__Supplied material__:
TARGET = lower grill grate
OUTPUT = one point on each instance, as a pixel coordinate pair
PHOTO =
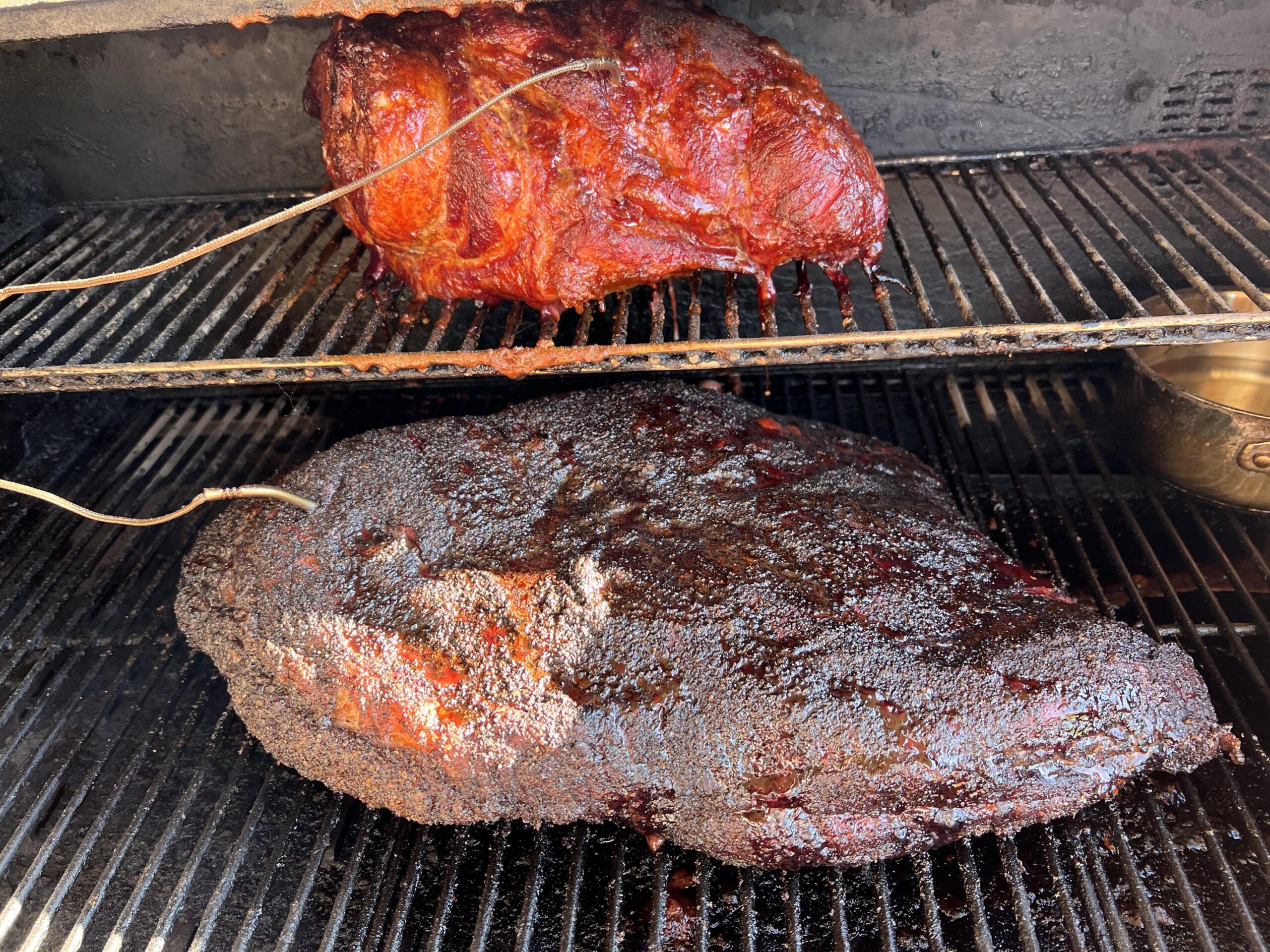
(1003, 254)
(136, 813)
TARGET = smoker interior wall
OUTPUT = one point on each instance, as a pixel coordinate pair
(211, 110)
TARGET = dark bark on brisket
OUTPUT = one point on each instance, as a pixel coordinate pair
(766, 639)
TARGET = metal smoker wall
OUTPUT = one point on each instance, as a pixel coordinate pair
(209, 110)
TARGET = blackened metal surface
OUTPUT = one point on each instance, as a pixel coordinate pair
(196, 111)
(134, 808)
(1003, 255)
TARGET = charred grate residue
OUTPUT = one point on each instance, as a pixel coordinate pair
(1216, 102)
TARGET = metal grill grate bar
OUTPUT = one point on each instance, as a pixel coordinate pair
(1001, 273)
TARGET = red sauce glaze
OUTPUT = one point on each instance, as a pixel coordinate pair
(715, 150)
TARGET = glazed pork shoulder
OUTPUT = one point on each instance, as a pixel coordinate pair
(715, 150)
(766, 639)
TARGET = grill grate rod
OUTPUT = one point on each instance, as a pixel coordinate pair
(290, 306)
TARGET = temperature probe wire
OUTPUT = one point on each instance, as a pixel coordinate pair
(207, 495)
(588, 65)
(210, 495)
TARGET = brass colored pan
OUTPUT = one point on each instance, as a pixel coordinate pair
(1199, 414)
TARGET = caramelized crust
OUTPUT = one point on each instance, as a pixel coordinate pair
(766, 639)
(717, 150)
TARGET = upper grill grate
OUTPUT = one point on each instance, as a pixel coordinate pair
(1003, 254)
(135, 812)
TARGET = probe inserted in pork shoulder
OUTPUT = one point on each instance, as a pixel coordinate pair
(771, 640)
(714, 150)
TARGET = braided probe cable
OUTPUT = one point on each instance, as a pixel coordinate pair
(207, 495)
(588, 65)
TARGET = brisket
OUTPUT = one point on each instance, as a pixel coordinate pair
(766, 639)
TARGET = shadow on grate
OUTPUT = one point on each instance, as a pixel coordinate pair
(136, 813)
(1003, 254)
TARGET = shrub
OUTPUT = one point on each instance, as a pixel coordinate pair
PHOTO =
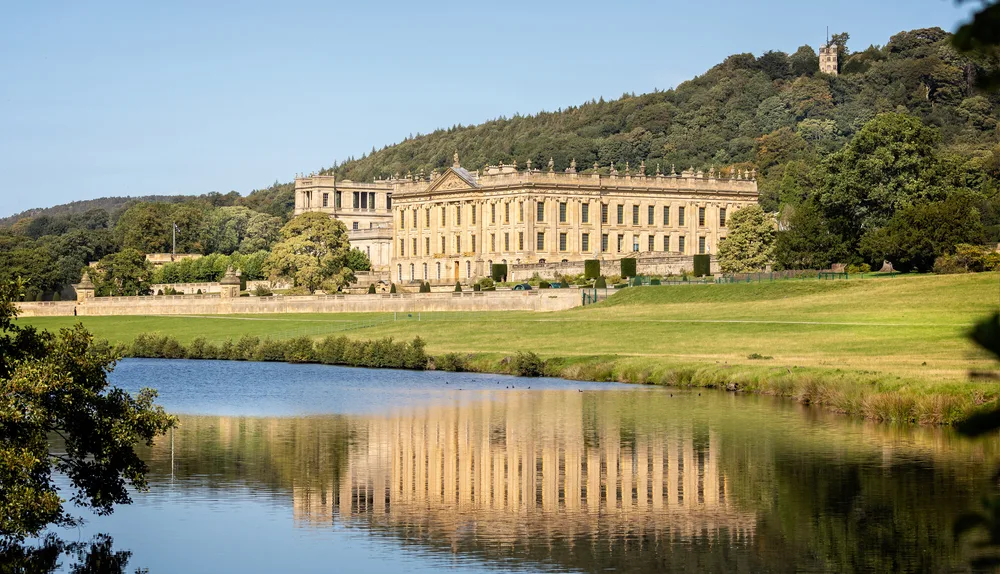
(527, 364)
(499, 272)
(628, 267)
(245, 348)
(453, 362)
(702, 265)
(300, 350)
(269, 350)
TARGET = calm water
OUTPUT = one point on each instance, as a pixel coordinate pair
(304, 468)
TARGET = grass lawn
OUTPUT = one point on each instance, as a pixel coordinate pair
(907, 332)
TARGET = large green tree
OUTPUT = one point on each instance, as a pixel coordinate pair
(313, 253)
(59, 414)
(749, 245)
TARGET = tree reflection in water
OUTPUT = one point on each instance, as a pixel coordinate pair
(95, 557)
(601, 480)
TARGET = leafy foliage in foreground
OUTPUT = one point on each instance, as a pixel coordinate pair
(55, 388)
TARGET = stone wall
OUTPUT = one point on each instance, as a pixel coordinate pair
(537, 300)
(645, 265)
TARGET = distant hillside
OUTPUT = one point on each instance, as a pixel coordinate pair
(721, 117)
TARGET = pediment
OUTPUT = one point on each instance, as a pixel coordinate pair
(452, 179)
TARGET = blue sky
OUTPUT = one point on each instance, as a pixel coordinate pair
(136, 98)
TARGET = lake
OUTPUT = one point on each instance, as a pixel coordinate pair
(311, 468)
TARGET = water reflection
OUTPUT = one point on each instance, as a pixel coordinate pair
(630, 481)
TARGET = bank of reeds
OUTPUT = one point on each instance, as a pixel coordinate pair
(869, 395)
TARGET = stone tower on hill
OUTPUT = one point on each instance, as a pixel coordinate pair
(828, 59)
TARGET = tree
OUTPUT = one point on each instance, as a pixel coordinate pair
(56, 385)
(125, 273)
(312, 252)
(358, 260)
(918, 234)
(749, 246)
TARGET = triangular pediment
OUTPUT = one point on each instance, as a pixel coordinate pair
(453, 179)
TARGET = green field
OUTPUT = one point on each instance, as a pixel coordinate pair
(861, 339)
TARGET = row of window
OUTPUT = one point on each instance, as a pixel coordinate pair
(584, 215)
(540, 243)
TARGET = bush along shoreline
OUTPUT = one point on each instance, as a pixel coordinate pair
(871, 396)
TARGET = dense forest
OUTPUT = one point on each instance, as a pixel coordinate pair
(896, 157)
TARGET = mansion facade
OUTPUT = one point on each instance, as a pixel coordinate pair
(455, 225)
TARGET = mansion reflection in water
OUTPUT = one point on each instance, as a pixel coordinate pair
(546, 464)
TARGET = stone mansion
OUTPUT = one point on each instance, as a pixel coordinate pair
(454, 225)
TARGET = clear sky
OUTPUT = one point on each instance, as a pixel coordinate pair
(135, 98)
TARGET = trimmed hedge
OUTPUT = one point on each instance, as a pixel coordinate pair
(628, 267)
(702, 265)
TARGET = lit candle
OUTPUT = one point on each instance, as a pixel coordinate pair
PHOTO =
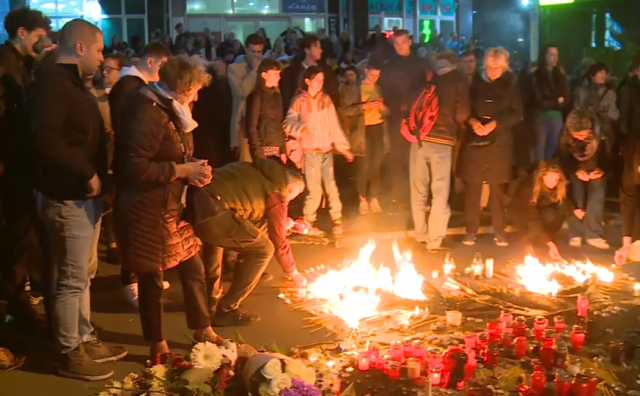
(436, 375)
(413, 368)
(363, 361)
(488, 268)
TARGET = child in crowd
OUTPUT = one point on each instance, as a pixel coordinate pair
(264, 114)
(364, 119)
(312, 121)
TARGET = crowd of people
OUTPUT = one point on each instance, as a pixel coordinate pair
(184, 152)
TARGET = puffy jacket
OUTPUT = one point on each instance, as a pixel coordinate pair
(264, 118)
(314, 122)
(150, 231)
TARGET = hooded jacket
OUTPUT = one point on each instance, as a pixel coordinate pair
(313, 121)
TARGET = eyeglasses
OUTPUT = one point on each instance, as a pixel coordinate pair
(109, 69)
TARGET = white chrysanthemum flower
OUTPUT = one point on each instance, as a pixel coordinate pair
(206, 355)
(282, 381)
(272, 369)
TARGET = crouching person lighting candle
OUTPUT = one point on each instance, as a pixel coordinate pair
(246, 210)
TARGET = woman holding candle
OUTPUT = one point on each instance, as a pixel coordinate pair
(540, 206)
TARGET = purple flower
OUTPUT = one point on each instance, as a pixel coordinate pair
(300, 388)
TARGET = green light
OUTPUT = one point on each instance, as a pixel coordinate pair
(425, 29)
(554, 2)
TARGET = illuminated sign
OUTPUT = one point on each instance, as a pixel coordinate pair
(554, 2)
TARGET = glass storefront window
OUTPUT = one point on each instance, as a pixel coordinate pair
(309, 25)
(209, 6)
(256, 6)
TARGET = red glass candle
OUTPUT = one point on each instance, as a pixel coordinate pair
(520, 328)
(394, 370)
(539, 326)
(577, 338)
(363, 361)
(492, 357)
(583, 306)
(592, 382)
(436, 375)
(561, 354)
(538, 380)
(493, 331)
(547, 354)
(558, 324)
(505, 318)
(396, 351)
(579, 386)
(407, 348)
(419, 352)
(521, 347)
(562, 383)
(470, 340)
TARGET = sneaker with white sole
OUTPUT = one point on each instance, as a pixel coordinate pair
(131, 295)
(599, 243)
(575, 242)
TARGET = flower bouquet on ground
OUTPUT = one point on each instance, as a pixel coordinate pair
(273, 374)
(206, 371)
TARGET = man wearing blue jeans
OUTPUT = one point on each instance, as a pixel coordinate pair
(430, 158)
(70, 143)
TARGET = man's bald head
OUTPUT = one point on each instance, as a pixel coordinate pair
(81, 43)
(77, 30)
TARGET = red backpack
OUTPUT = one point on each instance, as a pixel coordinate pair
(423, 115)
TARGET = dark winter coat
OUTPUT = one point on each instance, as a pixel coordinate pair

__Exercise aim__:
There is a run of lines above from the one with "TARGET = dark bark on brisket" to the one with "TARGET = charred grate residue"; print exactly that run, both ends included, and nothing else.

__Solution to this task__:
TARGET = dark bark on brisket
OUTPUT = one point on each instance, as a pixel coordinate pair
(766, 639)
TARGET = metal smoker wall
OUTPUT = one point on each instance, as a pixel coordinate pair
(209, 110)
TARGET = blackened metal surface
OUTPUT = one point on each instance, as a pixel coordinate pair
(196, 111)
(134, 808)
(1003, 255)
TARGET = charred grate residue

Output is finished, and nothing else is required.